**Brief:** Nothing but the lines from the one containing "Phrase: dark green leaflet" to the end of the data should be returned, each exactly as written.

**Extracted records:**
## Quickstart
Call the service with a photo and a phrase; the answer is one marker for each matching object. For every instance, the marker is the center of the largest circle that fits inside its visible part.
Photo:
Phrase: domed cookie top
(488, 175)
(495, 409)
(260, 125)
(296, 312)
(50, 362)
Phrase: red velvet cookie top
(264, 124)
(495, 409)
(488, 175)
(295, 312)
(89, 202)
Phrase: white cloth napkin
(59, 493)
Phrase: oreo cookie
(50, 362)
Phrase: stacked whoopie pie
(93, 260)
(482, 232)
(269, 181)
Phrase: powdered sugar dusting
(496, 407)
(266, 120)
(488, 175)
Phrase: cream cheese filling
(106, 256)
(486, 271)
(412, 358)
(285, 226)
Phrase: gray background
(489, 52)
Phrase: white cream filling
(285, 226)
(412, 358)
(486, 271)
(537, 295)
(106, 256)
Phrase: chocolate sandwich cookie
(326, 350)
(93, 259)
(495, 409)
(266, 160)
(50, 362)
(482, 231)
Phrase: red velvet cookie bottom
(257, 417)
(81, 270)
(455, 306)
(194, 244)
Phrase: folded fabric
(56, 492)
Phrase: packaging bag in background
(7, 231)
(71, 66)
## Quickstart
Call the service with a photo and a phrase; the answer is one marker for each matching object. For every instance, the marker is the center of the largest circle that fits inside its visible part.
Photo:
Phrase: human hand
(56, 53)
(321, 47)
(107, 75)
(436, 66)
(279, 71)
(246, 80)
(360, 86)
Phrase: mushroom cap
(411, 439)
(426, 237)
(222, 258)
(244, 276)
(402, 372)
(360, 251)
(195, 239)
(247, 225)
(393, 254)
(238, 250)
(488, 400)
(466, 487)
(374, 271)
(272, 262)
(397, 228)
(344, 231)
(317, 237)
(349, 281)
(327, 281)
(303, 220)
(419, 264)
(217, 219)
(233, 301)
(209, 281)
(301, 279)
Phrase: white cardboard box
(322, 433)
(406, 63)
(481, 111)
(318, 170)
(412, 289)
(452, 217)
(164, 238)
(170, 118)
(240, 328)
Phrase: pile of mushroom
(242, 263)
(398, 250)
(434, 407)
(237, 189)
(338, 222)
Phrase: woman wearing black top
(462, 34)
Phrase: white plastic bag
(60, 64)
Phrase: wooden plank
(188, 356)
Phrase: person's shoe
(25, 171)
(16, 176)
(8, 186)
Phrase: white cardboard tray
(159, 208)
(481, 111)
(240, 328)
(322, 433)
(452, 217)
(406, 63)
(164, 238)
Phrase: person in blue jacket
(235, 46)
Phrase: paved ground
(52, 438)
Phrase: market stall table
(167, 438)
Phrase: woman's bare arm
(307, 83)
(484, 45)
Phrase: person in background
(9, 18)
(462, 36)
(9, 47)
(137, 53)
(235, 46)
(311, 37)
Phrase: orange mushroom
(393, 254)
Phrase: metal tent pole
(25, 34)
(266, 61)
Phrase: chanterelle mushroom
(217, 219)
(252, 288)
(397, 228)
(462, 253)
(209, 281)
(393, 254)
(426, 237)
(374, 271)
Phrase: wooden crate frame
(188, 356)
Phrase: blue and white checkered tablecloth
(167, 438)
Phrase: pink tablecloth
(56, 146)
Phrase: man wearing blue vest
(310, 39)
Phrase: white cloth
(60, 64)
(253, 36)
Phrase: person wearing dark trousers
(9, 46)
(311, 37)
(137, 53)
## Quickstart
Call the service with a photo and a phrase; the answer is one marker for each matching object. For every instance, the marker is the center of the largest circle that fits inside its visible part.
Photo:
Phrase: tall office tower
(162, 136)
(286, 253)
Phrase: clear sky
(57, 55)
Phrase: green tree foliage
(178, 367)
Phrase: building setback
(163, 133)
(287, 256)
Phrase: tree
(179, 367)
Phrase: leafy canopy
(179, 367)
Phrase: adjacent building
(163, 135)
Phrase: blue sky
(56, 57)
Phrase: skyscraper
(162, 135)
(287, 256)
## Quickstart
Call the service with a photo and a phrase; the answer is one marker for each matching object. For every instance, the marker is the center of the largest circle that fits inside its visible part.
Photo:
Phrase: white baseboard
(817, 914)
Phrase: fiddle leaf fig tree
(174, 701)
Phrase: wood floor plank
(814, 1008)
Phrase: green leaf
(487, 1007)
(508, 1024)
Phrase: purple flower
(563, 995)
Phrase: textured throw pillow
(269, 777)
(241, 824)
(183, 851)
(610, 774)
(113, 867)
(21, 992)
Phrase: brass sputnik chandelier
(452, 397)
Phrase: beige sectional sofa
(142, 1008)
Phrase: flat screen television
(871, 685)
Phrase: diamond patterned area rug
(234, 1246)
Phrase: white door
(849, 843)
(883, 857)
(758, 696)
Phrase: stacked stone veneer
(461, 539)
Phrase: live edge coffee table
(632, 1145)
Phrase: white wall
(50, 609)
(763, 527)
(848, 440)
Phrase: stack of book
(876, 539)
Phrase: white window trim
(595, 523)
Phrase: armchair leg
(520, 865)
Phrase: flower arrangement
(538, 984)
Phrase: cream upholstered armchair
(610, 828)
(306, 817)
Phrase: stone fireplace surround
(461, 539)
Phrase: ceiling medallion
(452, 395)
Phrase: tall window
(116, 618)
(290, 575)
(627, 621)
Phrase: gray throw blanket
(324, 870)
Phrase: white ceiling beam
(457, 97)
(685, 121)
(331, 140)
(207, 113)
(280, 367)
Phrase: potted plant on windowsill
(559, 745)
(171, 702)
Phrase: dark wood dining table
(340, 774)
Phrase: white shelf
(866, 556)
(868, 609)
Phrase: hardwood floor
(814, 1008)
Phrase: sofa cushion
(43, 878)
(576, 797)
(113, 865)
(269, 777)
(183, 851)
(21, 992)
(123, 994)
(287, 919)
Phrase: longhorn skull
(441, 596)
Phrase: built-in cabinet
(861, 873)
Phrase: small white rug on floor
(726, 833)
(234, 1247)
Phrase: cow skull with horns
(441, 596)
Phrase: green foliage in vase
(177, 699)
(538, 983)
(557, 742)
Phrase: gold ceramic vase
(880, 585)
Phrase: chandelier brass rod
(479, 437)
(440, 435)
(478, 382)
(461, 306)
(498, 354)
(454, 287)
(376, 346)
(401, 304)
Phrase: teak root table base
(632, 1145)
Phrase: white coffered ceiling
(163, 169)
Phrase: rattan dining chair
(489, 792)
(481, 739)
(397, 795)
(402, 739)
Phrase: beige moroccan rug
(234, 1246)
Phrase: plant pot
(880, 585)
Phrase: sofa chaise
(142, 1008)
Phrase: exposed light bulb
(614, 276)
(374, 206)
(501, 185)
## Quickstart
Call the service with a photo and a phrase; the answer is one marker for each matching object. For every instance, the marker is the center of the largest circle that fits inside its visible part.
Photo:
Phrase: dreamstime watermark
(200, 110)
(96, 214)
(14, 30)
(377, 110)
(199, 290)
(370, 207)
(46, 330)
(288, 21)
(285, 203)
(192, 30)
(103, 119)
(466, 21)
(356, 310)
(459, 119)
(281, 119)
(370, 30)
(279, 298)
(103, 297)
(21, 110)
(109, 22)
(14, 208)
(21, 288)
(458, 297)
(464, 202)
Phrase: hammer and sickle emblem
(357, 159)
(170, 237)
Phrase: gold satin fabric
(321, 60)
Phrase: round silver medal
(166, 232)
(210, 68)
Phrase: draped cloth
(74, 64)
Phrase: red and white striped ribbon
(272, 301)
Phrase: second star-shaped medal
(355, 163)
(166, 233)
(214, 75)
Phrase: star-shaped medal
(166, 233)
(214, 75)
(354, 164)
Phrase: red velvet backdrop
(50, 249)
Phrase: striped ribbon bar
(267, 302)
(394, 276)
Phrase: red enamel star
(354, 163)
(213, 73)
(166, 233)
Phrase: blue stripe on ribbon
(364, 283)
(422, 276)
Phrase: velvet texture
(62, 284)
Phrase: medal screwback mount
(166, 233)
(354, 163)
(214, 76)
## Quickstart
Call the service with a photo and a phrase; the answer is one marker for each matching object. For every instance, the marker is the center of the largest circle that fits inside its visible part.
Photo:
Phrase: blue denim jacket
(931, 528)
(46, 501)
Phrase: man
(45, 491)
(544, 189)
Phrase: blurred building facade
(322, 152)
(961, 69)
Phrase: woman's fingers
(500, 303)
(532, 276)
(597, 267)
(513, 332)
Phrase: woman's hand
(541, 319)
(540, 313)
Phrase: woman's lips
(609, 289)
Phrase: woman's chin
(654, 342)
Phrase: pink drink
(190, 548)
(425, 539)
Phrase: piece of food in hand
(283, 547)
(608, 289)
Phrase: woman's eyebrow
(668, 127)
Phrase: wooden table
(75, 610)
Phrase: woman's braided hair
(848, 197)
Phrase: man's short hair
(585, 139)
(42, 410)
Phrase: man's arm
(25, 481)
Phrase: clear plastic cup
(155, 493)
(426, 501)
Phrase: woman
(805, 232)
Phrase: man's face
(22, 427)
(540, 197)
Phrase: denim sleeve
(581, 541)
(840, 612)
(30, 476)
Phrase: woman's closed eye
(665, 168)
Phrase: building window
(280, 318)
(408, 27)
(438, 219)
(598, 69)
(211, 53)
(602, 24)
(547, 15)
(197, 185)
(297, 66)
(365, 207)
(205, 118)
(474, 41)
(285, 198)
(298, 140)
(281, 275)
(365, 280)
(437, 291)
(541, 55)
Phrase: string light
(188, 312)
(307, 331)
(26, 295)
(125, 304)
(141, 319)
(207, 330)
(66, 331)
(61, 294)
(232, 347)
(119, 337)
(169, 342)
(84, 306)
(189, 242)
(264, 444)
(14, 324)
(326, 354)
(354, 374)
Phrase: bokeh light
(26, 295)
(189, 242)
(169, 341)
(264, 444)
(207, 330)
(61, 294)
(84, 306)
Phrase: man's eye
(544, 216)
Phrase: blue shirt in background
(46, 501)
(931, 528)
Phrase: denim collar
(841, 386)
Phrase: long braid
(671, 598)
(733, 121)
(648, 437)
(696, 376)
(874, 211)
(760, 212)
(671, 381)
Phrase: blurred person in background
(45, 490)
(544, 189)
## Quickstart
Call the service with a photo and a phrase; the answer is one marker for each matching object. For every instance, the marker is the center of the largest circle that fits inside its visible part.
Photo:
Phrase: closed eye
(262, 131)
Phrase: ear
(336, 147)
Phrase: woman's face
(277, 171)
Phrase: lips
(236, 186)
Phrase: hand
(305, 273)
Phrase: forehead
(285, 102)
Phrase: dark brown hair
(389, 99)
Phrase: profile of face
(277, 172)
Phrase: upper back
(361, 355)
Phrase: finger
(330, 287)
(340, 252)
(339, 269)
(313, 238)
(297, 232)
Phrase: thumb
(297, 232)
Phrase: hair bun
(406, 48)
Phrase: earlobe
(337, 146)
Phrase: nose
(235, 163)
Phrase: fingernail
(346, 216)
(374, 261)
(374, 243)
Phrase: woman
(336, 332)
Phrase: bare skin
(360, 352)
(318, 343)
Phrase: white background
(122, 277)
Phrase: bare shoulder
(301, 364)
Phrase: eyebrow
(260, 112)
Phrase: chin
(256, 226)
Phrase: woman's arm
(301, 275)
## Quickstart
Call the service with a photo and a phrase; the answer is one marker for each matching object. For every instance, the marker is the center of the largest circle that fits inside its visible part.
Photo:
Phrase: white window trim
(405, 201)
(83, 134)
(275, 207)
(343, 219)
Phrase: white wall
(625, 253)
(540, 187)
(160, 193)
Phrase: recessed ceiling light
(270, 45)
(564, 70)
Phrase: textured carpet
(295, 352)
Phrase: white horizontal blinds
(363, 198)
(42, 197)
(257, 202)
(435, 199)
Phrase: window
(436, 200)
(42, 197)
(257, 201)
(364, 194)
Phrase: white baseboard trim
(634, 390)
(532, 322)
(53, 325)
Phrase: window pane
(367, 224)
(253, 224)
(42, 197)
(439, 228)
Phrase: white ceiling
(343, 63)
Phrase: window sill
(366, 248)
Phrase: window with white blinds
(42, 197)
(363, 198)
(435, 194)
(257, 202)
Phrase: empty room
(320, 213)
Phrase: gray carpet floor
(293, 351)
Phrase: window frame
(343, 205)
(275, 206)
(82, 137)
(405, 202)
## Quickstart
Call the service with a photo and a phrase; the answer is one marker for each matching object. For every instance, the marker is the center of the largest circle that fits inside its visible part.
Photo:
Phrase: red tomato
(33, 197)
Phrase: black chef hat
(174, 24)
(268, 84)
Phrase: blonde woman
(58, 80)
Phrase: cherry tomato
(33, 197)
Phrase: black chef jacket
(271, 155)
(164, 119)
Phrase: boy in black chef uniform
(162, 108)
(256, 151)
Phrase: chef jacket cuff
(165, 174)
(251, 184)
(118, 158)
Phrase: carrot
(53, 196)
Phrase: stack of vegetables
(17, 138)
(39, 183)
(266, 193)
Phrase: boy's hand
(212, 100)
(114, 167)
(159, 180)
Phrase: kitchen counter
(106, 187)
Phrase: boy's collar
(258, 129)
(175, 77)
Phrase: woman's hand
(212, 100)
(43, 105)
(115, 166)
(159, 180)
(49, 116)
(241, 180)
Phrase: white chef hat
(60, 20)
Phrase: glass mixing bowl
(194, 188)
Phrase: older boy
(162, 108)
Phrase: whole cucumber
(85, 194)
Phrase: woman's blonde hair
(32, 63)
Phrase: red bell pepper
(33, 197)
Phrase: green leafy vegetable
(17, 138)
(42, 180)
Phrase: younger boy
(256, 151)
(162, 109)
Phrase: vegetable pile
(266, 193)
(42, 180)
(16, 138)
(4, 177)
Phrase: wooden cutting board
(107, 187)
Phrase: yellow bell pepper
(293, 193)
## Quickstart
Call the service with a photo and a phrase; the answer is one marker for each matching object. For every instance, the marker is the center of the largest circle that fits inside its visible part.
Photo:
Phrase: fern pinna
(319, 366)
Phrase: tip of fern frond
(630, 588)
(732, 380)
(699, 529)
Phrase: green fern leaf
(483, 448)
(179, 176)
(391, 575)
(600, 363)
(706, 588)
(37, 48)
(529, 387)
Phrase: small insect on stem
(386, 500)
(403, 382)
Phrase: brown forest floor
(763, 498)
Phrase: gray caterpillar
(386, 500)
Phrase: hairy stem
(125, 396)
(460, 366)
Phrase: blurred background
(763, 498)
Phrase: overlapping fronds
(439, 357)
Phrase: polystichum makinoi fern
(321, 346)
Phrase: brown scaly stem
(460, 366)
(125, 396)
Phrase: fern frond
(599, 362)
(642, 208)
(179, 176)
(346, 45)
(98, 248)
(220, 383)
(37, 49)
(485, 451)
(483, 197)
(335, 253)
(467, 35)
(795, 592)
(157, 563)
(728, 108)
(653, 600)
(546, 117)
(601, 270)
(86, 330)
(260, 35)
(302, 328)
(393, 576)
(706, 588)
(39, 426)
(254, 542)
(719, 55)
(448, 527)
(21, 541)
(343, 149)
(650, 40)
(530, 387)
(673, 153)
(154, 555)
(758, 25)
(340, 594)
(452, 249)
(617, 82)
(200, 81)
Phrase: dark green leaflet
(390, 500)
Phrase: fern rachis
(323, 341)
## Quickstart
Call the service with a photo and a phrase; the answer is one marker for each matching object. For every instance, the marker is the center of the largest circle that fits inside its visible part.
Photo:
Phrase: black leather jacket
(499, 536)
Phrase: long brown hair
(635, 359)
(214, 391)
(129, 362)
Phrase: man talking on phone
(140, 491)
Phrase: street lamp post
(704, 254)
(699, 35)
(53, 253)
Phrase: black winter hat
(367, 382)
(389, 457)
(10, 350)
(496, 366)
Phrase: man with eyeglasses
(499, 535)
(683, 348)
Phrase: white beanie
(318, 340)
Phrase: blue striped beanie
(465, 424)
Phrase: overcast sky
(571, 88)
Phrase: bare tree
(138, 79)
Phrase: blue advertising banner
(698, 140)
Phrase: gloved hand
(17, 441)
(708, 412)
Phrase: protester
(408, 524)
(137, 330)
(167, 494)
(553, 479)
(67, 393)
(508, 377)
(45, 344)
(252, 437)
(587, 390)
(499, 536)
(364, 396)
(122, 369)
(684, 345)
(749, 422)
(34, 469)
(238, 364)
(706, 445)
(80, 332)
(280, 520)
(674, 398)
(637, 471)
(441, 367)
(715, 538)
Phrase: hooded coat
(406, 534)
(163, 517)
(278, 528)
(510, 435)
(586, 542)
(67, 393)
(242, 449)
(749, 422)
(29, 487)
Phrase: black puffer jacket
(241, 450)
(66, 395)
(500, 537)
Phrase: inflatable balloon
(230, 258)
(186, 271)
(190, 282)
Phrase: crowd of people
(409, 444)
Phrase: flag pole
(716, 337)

**Worked solution:**
Phrase: dark green leaflet
(390, 500)
Phrase: fern rachis
(323, 341)
## Quickstart
Call the service with a photo and a phrase; the answer is one marker for each matching object. For every instance, the marker is the center of the largest circle that fits inside its visible part.
Photo:
Phrase: black leather jacket
(499, 536)
Phrase: long brown hair
(635, 359)
(214, 391)
(129, 362)
Phrase: man talking on phone
(140, 491)
Phrase: street lamp post
(704, 254)
(699, 35)
(53, 253)
Phrase: black winter hat
(367, 382)
(389, 457)
(10, 350)
(496, 366)
Phrase: man with eyeglasses
(499, 535)
(683, 348)
Phrase: white beanie
(318, 340)
Phrase: blue striped beanie
(465, 424)
Phrase: overcast sky
(571, 88)
Phrase: bare tree
(138, 79)
Phrase: blue advertising banner
(698, 140)
Phrase: gloved hand
(17, 441)
(708, 412)
Phrase: protester
(408, 524)
(137, 330)
(167, 494)
(553, 479)
(67, 393)
(508, 377)
(45, 344)
(252, 437)
(587, 390)
(499, 536)
(364, 396)
(122, 369)
(684, 345)
(749, 422)
(34, 469)
(238, 364)
(706, 445)
(80, 332)
(280, 520)
(674, 398)
(637, 471)
(441, 367)
(715, 538)
Phrase: hooded coat
(406, 534)
(163, 517)
(278, 528)
(510, 435)
(586, 542)
(67, 393)
(242, 449)
(749, 422)
(29, 487)
Phrase: black puffer jacket
(241, 450)
(66, 395)
(500, 537)
Phrase: inflatable balloon
(230, 258)
(186, 271)
(190, 282)
Phrase: crowd of people
(409, 444)
Phrase: flag pole
(716, 337)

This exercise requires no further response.